WHAT IS NEEDED →
Copy the listing from its first line through the line that contains "829L488 786L363 824ZM209", keeping each line unchanged.

INPUT FOR THIS TASK section start

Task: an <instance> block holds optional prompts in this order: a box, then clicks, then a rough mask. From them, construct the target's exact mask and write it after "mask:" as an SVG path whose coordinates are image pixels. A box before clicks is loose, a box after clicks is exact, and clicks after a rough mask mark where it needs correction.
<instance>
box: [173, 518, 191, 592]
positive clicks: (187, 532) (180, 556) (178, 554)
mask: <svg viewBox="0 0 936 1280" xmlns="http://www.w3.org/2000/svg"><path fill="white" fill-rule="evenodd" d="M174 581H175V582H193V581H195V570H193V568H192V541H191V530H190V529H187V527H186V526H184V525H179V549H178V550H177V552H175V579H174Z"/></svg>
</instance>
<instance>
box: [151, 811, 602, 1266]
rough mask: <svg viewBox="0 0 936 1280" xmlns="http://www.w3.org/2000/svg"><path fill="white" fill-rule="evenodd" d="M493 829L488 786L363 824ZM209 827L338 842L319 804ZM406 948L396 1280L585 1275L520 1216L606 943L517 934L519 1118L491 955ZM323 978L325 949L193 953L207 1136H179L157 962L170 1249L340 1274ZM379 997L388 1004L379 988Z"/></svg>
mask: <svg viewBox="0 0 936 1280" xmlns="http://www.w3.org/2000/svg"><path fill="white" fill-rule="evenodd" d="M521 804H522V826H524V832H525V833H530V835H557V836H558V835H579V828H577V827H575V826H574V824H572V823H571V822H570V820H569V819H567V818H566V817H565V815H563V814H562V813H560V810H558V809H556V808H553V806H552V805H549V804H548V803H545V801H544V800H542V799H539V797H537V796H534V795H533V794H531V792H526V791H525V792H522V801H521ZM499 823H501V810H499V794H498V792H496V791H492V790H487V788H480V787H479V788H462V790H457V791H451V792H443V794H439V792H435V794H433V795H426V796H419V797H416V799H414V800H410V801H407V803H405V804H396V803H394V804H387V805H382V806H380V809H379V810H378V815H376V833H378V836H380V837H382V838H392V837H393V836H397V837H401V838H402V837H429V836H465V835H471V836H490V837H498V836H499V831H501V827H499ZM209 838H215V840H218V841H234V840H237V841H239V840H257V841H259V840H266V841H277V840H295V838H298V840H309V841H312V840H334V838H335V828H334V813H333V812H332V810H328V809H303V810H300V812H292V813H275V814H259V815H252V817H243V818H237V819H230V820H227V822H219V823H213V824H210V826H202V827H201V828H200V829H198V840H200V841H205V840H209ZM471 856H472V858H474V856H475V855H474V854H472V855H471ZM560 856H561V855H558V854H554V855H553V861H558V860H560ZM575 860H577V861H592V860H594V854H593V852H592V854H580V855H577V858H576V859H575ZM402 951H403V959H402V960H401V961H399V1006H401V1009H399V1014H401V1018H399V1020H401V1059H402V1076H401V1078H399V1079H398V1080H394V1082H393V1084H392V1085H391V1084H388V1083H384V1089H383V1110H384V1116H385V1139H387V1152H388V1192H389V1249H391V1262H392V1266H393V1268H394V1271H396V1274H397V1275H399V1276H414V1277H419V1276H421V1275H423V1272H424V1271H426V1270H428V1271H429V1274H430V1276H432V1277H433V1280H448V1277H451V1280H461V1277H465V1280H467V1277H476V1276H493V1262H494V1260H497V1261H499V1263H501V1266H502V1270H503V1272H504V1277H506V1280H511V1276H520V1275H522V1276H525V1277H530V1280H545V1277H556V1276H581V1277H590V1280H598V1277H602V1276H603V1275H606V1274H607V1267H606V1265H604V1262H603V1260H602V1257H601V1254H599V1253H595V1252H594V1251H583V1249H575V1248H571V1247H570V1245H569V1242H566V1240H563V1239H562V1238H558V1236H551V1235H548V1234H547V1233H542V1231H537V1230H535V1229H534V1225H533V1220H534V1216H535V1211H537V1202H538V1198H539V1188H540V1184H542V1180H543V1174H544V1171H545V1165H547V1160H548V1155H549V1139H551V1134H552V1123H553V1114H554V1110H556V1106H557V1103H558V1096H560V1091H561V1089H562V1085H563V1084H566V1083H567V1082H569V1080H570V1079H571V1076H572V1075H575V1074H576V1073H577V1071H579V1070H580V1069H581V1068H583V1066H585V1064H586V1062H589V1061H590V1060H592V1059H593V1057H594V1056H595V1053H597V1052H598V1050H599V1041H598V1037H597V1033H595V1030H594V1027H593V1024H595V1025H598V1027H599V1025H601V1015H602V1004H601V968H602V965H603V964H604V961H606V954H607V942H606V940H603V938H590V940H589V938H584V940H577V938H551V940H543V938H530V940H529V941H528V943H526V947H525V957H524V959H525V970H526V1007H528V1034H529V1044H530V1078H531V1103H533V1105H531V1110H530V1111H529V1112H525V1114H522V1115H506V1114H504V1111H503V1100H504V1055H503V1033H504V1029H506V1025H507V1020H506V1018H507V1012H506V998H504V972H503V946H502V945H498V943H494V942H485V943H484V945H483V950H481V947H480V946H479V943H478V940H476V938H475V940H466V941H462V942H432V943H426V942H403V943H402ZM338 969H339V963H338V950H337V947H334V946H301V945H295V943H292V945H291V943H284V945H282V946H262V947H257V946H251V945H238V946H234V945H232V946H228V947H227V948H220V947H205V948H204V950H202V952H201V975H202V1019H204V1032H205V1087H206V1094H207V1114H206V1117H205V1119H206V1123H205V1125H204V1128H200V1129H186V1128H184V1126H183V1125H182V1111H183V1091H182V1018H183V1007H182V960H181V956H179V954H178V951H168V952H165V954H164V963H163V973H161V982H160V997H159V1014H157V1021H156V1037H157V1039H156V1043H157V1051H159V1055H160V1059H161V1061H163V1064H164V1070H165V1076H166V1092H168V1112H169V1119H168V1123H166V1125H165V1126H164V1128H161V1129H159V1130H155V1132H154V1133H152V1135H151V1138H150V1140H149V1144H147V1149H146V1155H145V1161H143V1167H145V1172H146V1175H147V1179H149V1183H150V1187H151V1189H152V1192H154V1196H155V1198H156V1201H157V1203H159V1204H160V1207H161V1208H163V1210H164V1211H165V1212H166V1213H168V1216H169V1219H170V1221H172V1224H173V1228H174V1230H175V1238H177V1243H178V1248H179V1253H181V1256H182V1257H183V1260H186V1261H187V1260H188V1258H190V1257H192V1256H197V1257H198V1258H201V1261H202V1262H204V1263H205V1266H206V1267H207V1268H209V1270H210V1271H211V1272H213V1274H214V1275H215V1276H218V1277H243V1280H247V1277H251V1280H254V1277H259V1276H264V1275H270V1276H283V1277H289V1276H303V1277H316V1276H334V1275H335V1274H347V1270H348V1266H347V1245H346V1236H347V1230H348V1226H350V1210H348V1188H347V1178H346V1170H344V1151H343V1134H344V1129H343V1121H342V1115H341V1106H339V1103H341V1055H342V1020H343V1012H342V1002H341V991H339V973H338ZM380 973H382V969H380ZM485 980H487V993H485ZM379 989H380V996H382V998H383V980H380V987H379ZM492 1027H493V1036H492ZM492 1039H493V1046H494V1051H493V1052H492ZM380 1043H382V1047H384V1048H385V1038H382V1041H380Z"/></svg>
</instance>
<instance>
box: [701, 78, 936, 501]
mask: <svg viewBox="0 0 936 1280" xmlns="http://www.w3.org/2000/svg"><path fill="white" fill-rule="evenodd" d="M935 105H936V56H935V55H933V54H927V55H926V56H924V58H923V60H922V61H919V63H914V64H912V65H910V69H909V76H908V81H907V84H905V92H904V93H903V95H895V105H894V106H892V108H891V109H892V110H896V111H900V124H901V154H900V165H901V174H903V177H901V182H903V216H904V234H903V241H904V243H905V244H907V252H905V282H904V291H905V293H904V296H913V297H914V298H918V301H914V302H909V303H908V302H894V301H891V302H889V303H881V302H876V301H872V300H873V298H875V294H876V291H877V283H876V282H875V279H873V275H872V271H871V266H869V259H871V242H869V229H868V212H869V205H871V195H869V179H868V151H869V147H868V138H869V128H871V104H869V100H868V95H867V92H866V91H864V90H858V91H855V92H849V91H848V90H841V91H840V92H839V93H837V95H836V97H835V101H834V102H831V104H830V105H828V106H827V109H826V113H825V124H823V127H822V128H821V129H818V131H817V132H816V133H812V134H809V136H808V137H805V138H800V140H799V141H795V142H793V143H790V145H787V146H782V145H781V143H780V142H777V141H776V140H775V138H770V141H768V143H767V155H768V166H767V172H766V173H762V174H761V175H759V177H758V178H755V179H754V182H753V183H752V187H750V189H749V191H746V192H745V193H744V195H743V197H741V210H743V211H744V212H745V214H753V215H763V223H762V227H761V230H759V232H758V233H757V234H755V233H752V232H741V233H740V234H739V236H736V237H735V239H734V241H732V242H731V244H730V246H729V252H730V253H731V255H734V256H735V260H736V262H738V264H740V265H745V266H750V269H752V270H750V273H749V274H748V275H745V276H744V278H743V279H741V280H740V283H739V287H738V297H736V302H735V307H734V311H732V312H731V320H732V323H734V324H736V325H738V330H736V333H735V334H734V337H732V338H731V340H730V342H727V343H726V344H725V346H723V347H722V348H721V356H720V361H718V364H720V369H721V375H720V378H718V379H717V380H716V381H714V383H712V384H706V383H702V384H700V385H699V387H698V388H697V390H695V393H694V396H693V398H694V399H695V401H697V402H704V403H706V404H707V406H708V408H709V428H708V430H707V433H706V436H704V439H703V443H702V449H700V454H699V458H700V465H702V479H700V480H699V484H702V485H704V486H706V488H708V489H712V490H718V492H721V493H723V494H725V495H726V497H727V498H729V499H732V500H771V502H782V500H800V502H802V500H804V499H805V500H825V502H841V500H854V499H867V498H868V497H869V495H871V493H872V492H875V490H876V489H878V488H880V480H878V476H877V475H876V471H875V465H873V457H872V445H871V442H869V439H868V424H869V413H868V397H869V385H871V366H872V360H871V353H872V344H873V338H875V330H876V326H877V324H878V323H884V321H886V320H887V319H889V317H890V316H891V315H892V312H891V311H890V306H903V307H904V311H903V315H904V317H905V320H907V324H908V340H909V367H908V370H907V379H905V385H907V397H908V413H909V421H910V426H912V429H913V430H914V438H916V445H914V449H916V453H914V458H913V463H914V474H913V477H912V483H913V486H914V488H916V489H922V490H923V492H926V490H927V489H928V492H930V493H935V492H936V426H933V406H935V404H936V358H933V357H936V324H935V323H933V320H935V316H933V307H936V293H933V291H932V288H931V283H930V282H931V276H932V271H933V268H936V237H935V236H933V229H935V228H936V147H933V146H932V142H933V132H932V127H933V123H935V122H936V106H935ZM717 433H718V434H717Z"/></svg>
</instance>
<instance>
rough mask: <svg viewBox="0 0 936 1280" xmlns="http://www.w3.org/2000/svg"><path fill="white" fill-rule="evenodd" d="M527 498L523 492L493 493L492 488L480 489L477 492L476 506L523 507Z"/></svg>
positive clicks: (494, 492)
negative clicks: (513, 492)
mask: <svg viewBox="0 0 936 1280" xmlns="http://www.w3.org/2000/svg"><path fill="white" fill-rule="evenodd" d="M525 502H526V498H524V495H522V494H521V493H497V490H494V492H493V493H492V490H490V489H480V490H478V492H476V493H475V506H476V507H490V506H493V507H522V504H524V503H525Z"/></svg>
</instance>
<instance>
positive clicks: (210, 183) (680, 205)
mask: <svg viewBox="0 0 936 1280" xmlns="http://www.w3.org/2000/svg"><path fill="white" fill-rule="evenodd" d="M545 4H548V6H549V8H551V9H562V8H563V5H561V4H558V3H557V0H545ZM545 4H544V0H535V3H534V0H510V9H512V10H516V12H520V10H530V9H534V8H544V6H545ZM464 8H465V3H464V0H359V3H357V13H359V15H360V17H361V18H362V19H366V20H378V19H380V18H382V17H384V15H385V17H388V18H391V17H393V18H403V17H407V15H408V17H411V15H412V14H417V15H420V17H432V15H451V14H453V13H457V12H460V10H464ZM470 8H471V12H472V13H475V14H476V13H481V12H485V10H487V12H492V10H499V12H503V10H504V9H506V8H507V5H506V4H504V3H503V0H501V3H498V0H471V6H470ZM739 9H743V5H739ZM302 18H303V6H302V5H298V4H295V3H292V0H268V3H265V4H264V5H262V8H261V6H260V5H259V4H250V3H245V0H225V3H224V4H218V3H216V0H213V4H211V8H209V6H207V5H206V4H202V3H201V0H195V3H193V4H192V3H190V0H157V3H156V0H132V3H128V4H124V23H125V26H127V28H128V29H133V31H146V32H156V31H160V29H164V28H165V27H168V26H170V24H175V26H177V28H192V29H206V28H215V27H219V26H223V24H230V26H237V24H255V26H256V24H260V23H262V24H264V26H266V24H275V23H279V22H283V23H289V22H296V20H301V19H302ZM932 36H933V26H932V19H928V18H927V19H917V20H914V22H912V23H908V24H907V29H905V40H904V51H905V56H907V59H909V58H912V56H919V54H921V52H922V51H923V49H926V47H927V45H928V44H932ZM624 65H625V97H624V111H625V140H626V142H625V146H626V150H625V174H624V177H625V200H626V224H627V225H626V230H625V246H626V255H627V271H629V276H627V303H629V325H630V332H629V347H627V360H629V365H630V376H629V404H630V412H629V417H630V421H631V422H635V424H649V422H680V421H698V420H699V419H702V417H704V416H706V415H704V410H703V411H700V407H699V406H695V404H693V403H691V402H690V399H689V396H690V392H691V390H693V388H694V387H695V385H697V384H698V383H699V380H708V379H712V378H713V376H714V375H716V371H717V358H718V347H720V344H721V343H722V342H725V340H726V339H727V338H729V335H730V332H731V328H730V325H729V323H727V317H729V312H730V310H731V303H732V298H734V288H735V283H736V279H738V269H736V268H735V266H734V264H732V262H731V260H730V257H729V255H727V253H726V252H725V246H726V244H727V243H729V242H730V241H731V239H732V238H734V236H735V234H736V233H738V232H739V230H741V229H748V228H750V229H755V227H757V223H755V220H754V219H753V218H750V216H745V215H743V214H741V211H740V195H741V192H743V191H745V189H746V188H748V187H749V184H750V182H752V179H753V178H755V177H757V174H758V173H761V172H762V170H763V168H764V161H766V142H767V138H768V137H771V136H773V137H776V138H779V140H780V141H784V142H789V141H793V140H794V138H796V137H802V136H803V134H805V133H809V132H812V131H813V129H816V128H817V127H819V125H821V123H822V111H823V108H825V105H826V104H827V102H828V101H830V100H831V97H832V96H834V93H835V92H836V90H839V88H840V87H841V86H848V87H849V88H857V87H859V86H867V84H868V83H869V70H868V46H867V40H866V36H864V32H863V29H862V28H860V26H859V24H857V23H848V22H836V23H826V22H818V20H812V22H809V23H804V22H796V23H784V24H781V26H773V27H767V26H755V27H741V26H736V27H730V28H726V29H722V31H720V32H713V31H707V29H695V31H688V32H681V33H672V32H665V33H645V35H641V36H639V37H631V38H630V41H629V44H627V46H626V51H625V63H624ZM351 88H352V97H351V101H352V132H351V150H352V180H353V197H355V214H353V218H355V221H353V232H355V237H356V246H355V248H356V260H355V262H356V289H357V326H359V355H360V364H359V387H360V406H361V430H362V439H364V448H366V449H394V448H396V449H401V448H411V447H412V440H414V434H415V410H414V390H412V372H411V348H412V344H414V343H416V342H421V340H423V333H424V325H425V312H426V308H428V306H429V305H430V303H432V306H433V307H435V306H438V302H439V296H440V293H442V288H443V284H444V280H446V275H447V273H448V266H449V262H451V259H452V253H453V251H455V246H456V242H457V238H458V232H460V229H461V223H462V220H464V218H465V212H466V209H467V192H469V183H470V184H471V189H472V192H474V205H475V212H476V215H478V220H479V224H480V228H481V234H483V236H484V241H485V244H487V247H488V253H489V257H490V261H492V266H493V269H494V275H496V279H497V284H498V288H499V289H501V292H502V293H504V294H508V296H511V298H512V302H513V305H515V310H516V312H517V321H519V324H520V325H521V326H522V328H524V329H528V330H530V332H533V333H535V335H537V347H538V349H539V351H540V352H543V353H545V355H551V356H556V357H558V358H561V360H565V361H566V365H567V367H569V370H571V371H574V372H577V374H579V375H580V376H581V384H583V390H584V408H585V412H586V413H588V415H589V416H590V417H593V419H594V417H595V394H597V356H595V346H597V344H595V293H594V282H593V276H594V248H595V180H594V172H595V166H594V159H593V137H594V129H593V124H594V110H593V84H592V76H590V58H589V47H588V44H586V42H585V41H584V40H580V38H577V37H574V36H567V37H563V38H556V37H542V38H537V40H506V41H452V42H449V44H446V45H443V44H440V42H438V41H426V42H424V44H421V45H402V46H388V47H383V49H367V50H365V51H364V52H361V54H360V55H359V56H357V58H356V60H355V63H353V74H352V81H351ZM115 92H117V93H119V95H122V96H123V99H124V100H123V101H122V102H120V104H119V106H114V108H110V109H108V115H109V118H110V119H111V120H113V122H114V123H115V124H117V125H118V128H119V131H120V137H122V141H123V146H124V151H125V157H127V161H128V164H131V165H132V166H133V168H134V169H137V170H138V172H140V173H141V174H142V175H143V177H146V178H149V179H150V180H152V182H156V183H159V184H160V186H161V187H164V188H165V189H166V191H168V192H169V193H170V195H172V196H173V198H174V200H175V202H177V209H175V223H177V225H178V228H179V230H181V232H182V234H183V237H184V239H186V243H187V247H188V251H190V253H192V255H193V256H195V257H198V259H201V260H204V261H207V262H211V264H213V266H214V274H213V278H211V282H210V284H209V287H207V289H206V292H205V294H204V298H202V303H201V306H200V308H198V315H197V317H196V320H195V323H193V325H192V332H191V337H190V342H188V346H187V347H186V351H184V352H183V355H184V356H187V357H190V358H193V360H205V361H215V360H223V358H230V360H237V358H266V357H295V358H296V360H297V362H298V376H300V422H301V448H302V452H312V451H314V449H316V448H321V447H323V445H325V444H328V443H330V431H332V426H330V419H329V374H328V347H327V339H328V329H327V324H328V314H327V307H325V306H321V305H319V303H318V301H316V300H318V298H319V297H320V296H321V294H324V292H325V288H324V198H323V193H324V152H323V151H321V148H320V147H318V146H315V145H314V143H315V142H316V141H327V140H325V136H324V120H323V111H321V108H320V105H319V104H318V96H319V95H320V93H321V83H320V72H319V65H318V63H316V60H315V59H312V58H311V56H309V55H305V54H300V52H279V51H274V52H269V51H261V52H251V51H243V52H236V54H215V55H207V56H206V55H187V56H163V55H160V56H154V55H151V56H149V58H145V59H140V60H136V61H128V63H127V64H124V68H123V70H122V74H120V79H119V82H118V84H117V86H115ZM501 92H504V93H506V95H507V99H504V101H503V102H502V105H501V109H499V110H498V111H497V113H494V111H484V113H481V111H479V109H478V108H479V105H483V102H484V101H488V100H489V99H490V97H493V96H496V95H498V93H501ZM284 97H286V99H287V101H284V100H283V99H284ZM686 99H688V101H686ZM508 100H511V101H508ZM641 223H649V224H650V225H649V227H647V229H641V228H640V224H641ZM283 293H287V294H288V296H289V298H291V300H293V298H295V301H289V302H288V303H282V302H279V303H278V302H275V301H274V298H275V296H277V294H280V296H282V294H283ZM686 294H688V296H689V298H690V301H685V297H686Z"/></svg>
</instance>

INPUT FOR THIS TASK section end

FINISHED EXERCISE →
Task: an <instance> block holds optional prompts in this order: a box, then clicks, then a rough mask. From them, construct the target's exact mask and write it after "mask:" as an SVG path whose coordinates are image pixels. A box before clicks is loose, a box after clicks is exact, and clicks after a rough mask mark where it needs correction.
<instance>
box: [173, 518, 191, 592]
positive clicks: (187, 532) (180, 556) (178, 554)
mask: <svg viewBox="0 0 936 1280" xmlns="http://www.w3.org/2000/svg"><path fill="white" fill-rule="evenodd" d="M174 581H175V582H193V581H195V570H193V568H192V541H191V530H190V529H187V527H186V526H184V525H179V549H178V550H177V552H175V579H174Z"/></svg>
</instance>
<instance>
box: [151, 811, 602, 1266]
rough mask: <svg viewBox="0 0 936 1280" xmlns="http://www.w3.org/2000/svg"><path fill="white" fill-rule="evenodd" d="M493 829L488 786L363 824ZM209 827L338 842L319 804ZM406 948L396 1280L585 1275L520 1216L606 943L517 934L519 1118L491 955ZM323 978L325 949L193 953L207 1136H179L157 962L170 1249L340 1274ZM379 997L388 1004L379 988Z"/></svg>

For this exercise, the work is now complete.